**Selected text**
.....
Booting from Grub2 to x86 long mode (64-bit mode)
In this post, I’m going to walk through the process of booting a kernel from grub and getting it up into 64 bit C code. The kernel will be loaded to low physical memory by grub and will be mapped to high virtual memory. This will leave the low virtual memory for user space. This is similar to a Linux memory layout but we are only going to use the top two GB for the kernel. Before we dive into the assembly it’s probably best to start with the linker script.
Linker Script and Memory Layout
Below is the linker script used for the kernel.
kernel.ld:
ENTRY(_start)
SECTIONS
{
. = 4M;
_kernel_physical_start = .;
.boottext :
{
boot.o (.multiboot)
boot.o (.text)
}
.bootrodata :
{
boot.o (.rodata)
}
.bootdata :
{
boot.o (.data)
}
.bootbss :
{
boot.o (.bss)
boot.o (COMMON)
}
. = ALIGN(0x1000);
_boot_end = .;
. += 0xFFFFFFFF80000000;
_kernel_virtual_start = .;
.text : AT(_boot_end)
{
*(.multiboot)
*(.text)
}
. = ALIGN(0x1000);
.rodata : AT ( (LOADADDR (.text) + SIZEOF (.text) + 0xFFF) & 0xFFFFFFFFFFFFF000 )
{
*(.rodata)
}
. = ALIGN(0x1000);
.data : AT ( (LOADADDR (.rodata) + SIZEOF (.rodata) + 0xFFF) & 0xFFFFFFFFFFFFF000 )
{
*(.data)
.....
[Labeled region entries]
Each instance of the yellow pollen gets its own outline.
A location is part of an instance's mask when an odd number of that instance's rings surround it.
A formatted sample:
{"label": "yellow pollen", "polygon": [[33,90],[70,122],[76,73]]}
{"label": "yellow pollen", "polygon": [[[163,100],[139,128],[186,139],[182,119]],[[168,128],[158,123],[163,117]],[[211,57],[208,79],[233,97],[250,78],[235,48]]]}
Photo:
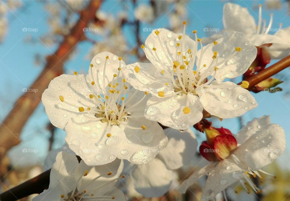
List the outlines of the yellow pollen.
{"label": "yellow pollen", "polygon": [[138,73],[140,72],[140,68],[139,66],[136,66],[134,68],[134,70],[135,70],[135,72]]}
{"label": "yellow pollen", "polygon": [[164,91],[160,91],[158,92],[158,96],[160,97],[164,97],[165,96],[164,95]]}
{"label": "yellow pollen", "polygon": [[60,101],[62,102],[63,102],[64,101],[64,100],[63,99],[63,96],[60,96]]}
{"label": "yellow pollen", "polygon": [[181,70],[183,70],[185,68],[186,66],[185,65],[182,64],[182,65],[180,65],[180,66],[179,67],[179,68]]}
{"label": "yellow pollen", "polygon": [[185,107],[185,108],[183,108],[183,109],[182,110],[182,111],[183,111],[183,113],[185,114],[188,114],[190,112],[190,109],[188,107]]}
{"label": "yellow pollen", "polygon": [[239,52],[242,50],[242,48],[240,47],[237,47],[235,49],[236,51],[237,52]]}
{"label": "yellow pollen", "polygon": [[79,111],[81,112],[85,111],[85,109],[83,107],[80,107],[79,108]]}

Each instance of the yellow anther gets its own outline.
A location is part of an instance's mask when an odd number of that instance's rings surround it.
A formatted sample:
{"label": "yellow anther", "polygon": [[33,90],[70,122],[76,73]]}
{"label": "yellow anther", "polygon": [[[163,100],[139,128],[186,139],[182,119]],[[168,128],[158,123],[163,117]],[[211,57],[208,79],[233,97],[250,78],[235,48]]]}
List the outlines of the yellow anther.
{"label": "yellow anther", "polygon": [[160,97],[164,97],[165,96],[164,95],[164,91],[160,91],[158,92],[158,96]]}
{"label": "yellow anther", "polygon": [[242,48],[241,48],[240,47],[236,47],[236,51],[237,52],[239,52],[241,50],[242,50]]}
{"label": "yellow anther", "polygon": [[188,107],[185,107],[185,108],[183,108],[183,109],[182,110],[182,111],[183,111],[183,113],[185,114],[188,114],[191,111],[190,109]]}
{"label": "yellow anther", "polygon": [[185,68],[185,67],[186,67],[186,66],[185,66],[185,65],[182,64],[182,65],[180,65],[180,66],[179,67],[179,68],[181,70],[183,70]]}
{"label": "yellow anther", "polygon": [[60,96],[60,101],[61,101],[62,102],[63,102],[64,101],[64,100],[63,99],[63,96]]}
{"label": "yellow anther", "polygon": [[85,111],[85,109],[83,107],[80,107],[79,108],[79,111],[81,112]]}
{"label": "yellow anther", "polygon": [[139,66],[136,66],[134,67],[134,70],[135,70],[135,72],[137,73],[140,72],[140,67]]}

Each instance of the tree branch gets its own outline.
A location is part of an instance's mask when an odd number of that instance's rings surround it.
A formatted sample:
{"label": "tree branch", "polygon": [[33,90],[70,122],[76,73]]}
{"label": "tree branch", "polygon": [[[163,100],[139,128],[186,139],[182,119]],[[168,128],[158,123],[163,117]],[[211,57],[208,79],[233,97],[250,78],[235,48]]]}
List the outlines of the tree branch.
{"label": "tree branch", "polygon": [[40,102],[42,93],[47,88],[51,80],[63,74],[64,63],[77,44],[84,38],[83,29],[94,19],[96,11],[102,2],[102,0],[92,0],[88,7],[80,12],[79,21],[70,33],[64,37],[57,50],[47,57],[44,70],[29,87],[36,92],[28,91],[19,98],[2,122],[0,126],[0,161],[11,147],[20,142],[19,138],[22,128]]}

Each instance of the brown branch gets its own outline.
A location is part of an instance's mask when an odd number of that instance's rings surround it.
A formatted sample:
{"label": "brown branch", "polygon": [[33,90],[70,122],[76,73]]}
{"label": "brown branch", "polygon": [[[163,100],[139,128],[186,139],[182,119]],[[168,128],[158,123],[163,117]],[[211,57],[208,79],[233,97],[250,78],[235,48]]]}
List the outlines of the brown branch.
{"label": "brown branch", "polygon": [[[247,89],[250,90],[257,84],[267,79],[290,66],[290,55],[245,80],[250,84]],[[240,83],[238,84],[240,85]]]}
{"label": "brown branch", "polygon": [[57,50],[47,57],[46,65],[29,88],[36,92],[27,92],[16,101],[14,107],[0,126],[0,161],[13,146],[20,142],[20,132],[28,118],[40,101],[42,93],[50,81],[62,74],[64,63],[77,44],[85,37],[83,29],[93,21],[102,0],[92,0],[80,12],[79,19],[70,33],[64,37]]}

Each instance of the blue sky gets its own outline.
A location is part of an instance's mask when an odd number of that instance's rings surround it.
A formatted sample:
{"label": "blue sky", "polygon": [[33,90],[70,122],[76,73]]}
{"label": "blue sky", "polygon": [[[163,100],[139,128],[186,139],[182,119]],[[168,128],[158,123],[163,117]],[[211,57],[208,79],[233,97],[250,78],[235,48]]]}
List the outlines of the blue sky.
{"label": "blue sky", "polygon": [[[57,3],[57,2],[52,1],[52,3]],[[227,2],[220,1],[195,0],[188,1],[186,6],[188,18],[188,25],[186,32],[192,36],[192,30],[198,30],[199,37],[205,36],[205,32],[202,31],[205,27],[223,29],[222,20],[222,8],[224,4]],[[265,8],[265,2],[261,1],[233,1],[233,2],[244,7],[248,7],[249,12],[257,21],[258,11],[253,8],[254,5],[261,4]],[[62,3],[59,2],[58,3]],[[138,1],[138,3],[148,3],[147,1]],[[1,99],[0,105],[2,109],[0,112],[1,118],[5,117],[13,106],[14,102],[23,92],[22,89],[27,88],[37,77],[42,70],[43,65],[36,66],[34,63],[34,56],[37,53],[45,56],[50,54],[54,51],[57,47],[53,46],[46,47],[41,42],[31,44],[26,42],[25,39],[30,35],[37,39],[49,32],[50,27],[47,19],[49,14],[45,10],[43,2],[36,1],[23,1],[26,8],[24,11],[21,11],[10,12],[8,15],[9,21],[8,33],[3,42],[0,44],[0,66],[2,76],[0,79],[0,84],[2,86],[0,95]],[[131,5],[128,5],[127,10],[129,17],[132,18],[133,14]],[[278,10],[267,10],[263,9],[263,18],[267,21],[270,18],[270,14],[274,14],[274,20],[272,27],[278,28],[279,24],[283,23],[282,27],[290,26],[290,16],[287,15],[288,11],[287,6]],[[118,1],[107,1],[102,4],[101,10],[105,12],[109,12],[114,15],[121,11],[124,7],[123,3]],[[168,8],[169,11],[172,7]],[[141,30],[143,28],[153,29],[169,26],[168,16],[166,13],[160,16],[152,24],[141,24]],[[74,17],[75,16],[74,16]],[[180,22],[182,23],[182,22]],[[37,28],[38,31],[33,32],[23,32],[23,28]],[[132,33],[132,29],[128,27],[123,30],[127,42],[130,46],[135,43]],[[141,31],[141,38],[144,37],[143,42],[150,32]],[[273,33],[271,33],[273,34]],[[93,38],[94,36],[91,36]],[[99,38],[102,39],[102,38]],[[94,39],[99,40],[95,37]],[[65,63],[65,71],[68,74],[72,74],[75,70],[86,73],[89,66],[90,60],[87,59],[86,55],[91,47],[91,44],[88,42],[82,43],[79,45],[77,50],[73,56]],[[136,61],[134,58],[128,57],[124,59],[127,62]],[[271,63],[276,61],[273,60]],[[284,70],[280,73],[282,76],[286,77],[290,73],[289,68]],[[255,117],[263,115],[270,115],[272,122],[281,125],[285,129],[287,143],[290,142],[290,100],[285,98],[285,91],[290,90],[289,82],[285,79],[285,82],[280,86],[284,91],[270,93],[261,92],[254,94],[259,103],[258,107],[243,116],[244,122],[250,121]],[[236,81],[237,83],[240,80]],[[1,120],[2,120],[3,119]],[[48,139],[49,135],[44,128],[49,120],[44,108],[40,103],[33,115],[29,119],[23,130],[21,138],[22,142],[14,148],[10,154],[13,156],[12,162],[14,164],[19,162],[19,158],[25,157],[25,159],[19,163],[18,164],[27,164],[27,162],[38,163],[41,161],[47,153],[48,149]],[[222,122],[215,122],[215,125],[222,125],[236,132],[239,128],[237,118],[224,119]],[[60,129],[57,131],[56,139],[54,148],[61,146],[64,143],[64,132]],[[286,144],[286,147],[287,147]],[[38,150],[37,154],[23,154],[21,151],[23,148],[36,149]],[[290,150],[288,148],[288,150]],[[26,154],[27,155],[25,155]],[[35,156],[37,157],[34,157]]]}

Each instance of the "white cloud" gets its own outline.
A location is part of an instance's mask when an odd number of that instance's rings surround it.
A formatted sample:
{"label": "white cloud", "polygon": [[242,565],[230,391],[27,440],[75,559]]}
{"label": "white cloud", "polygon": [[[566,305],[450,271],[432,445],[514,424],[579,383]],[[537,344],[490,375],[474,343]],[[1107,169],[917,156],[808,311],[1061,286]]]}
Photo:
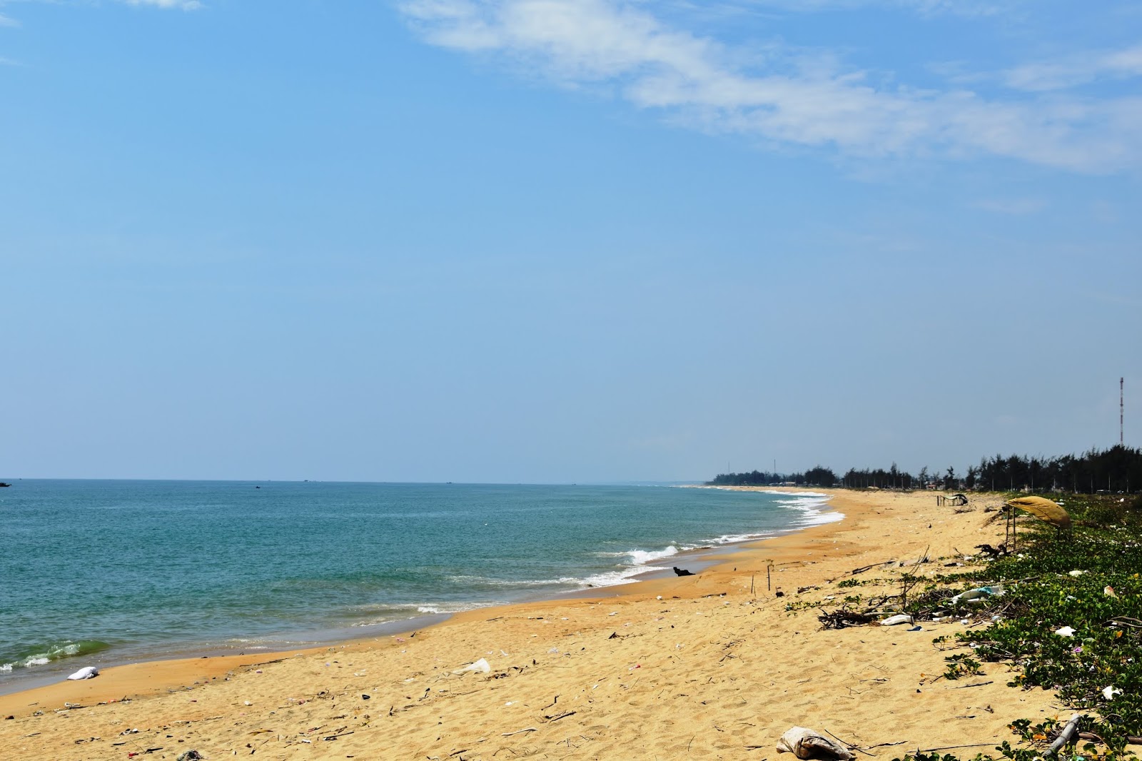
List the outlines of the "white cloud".
{"label": "white cloud", "polygon": [[198,10],[202,7],[199,0],[121,0],[129,6],[153,6],[174,10]]}
{"label": "white cloud", "polygon": [[975,206],[996,214],[1024,217],[1042,211],[1046,201],[1040,198],[992,198],[976,201]]}
{"label": "white cloud", "polygon": [[1008,87],[1029,91],[1061,90],[1100,79],[1142,75],[1142,43],[1124,50],[1102,50],[1063,61],[1016,66],[1007,72]]}
{"label": "white cloud", "polygon": [[878,87],[866,72],[827,58],[806,64],[780,49],[746,67],[740,51],[619,0],[408,0],[401,8],[433,45],[568,87],[605,86],[709,131],[849,155],[992,154],[1081,171],[1142,159],[1142,98],[989,101],[963,88]]}

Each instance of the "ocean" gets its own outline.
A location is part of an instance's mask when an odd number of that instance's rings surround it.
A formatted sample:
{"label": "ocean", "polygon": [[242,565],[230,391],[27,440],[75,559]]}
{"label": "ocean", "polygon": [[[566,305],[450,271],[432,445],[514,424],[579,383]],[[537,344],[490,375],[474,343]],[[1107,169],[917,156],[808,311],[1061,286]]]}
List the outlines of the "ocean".
{"label": "ocean", "polygon": [[837,520],[825,502],[673,486],[17,480],[0,489],[0,692],[700,568],[719,547]]}

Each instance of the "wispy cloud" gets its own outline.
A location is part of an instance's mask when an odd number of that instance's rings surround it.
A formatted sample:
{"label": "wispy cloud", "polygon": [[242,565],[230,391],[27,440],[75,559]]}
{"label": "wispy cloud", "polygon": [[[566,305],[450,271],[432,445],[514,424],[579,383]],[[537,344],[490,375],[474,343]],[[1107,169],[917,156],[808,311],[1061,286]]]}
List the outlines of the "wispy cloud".
{"label": "wispy cloud", "polygon": [[202,8],[199,0],[121,0],[129,6],[153,6],[155,8],[169,8],[174,10],[198,10]]}
{"label": "wispy cloud", "polygon": [[1040,198],[991,198],[981,199],[975,206],[996,214],[1023,217],[1042,211],[1046,207],[1046,201]]}
{"label": "wispy cloud", "polygon": [[1142,43],[1123,50],[1101,50],[1016,66],[1007,72],[1008,87],[1020,90],[1061,90],[1100,79],[1142,75]]}
{"label": "wispy cloud", "polygon": [[859,8],[903,8],[926,16],[995,16],[1022,5],[1020,0],[725,0],[740,7],[774,8],[788,11],[855,10]]}
{"label": "wispy cloud", "polygon": [[433,45],[565,87],[604,87],[708,131],[846,155],[991,154],[1080,171],[1142,159],[1142,98],[997,101],[965,88],[877,86],[828,56],[781,48],[742,64],[742,51],[618,0],[407,0],[401,8]]}

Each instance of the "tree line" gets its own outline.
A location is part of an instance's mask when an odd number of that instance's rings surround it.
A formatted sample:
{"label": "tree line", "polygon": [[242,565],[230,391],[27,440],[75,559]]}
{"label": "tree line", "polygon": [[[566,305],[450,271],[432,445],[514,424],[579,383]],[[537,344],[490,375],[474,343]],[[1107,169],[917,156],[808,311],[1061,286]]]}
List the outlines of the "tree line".
{"label": "tree line", "polygon": [[1099,491],[1133,492],[1142,490],[1142,449],[1115,444],[1109,449],[1091,449],[1081,455],[1029,457],[996,455],[983,457],[979,465],[963,474],[949,466],[946,471],[922,467],[912,475],[896,467],[887,470],[849,468],[844,475],[818,465],[804,473],[719,473],[709,486],[796,486],[845,487],[850,489],[972,489],[980,491]]}

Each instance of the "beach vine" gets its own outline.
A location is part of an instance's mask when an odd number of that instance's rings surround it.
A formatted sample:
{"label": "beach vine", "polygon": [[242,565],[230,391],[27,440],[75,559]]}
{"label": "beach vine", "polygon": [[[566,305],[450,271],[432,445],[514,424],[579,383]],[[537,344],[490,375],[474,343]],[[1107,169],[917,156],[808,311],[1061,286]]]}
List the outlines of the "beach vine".
{"label": "beach vine", "polygon": [[[918,619],[950,614],[989,622],[955,641],[934,640],[941,649],[971,650],[946,656],[947,679],[980,673],[986,663],[1006,664],[1010,687],[1055,690],[1080,716],[1071,728],[1075,744],[1065,750],[1052,747],[1064,722],[1016,719],[1011,722],[1015,745],[1004,740],[996,753],[971,761],[1056,754],[1115,761],[1134,755],[1128,745],[1142,744],[1142,497],[1068,495],[1064,502],[1072,528],[1020,527],[1020,552],[943,575],[907,606]],[[964,594],[949,604],[949,585],[1003,593],[966,602],[972,595]],[[963,761],[938,751],[895,761]]]}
.....
**Exercises to complete**
**A.** Answer these questions about the Grub2 boot post, one per line:
(i) Into which part of physical memory does grub load the kernel?
(ii) How much of the top of virtual memory does the kernel use?
(iii) In the linker script, to what value is the location counter set before `_kernel_physical_start` is defined?
**B.** Write the next part of the Grub2 boot post, picking up right after its last line.
The labeled region entries are separate material from the Grub2 boot post.

**Written responses**
**A.**
(i) Low physical memory.
(ii) The top two GB.
(iii) 4M.

**B.**
}
. = ALIGN(0x1000);
.bss : AT ( (LOADADDR (.data) + SIZEOF (.data) + 0xFFF) & 0xFFFFFFFFFFFFF000 )
{
*(COMMON)
*(.bss)
}
_kernel_virtual_end = .;
_kernel_physical_end = (LOADADDR (.bss) + SIZEOF (.bss) + 0xFFF) & 0xFFFFFFFFFFFFF000;
}
So a couple things are going on in this linker script. First . which is the
current output location is set to four megabytes along with one variable
_kernel_physical_start defined as well. Then the rest of boot.o is layed
out. One thing to note is that .boottext contains .multiboot which we will
talk about more in a bit. After all the sections for boot.o are specified the
current output location is offset by 0xFFFFFFFF80000000. This is the start of
the high virtual address space and it gives our kernel 2 GB. If you need more
for your kernel you can decrease this number. Each section for the rest of the
object files is set at the location previous section plus the size of previous
rounded up to 0x1000. Finally, _kernel_virtual_end and _kernel_physical_end
are defined. The main take away from this linker script is that boot.o is
identity mapped to low memory and everything else is loaded into low memory but
has a high virtual address. Now that the memory layout for our little kernel is
set up we can move onto the code.1
Assembly Code
boot.S is a bit of assembly that is going to get us into long mode and into C.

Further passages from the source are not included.